▶ **What you should do**
Starting with the line below that holds "Objective — a" and stopping after the line that holds "Target: blue and white bus", transcribe the lines exactly, leaving out all pictures.

▶ **Records for this task**
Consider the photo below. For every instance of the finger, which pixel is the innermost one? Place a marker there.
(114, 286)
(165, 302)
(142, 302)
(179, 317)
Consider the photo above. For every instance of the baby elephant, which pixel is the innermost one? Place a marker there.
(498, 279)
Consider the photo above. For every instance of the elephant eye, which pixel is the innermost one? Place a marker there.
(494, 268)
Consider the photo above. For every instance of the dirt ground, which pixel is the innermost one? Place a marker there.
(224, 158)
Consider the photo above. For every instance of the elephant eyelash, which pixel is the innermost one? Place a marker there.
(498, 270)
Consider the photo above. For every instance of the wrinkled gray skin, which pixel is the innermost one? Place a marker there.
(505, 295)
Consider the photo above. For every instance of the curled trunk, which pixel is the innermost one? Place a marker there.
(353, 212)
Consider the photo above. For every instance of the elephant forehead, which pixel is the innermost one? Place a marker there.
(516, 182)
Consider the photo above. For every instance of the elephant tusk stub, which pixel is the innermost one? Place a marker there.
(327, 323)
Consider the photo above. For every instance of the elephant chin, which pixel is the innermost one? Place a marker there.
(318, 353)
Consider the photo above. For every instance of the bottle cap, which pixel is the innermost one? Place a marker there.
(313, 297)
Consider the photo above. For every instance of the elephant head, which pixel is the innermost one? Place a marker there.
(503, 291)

==

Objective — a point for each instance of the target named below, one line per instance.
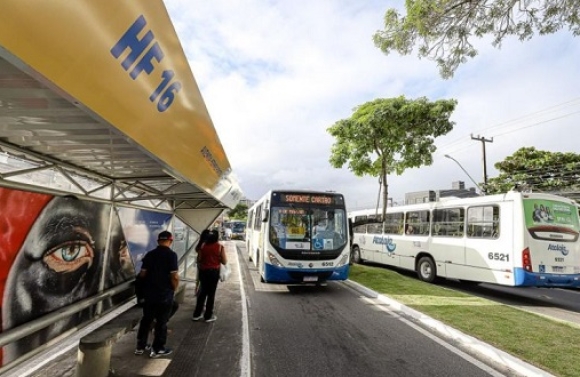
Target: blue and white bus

▶ **Your solution**
Objective — a point for each instance of the target named below, one line per instance.
Target: blue and white bus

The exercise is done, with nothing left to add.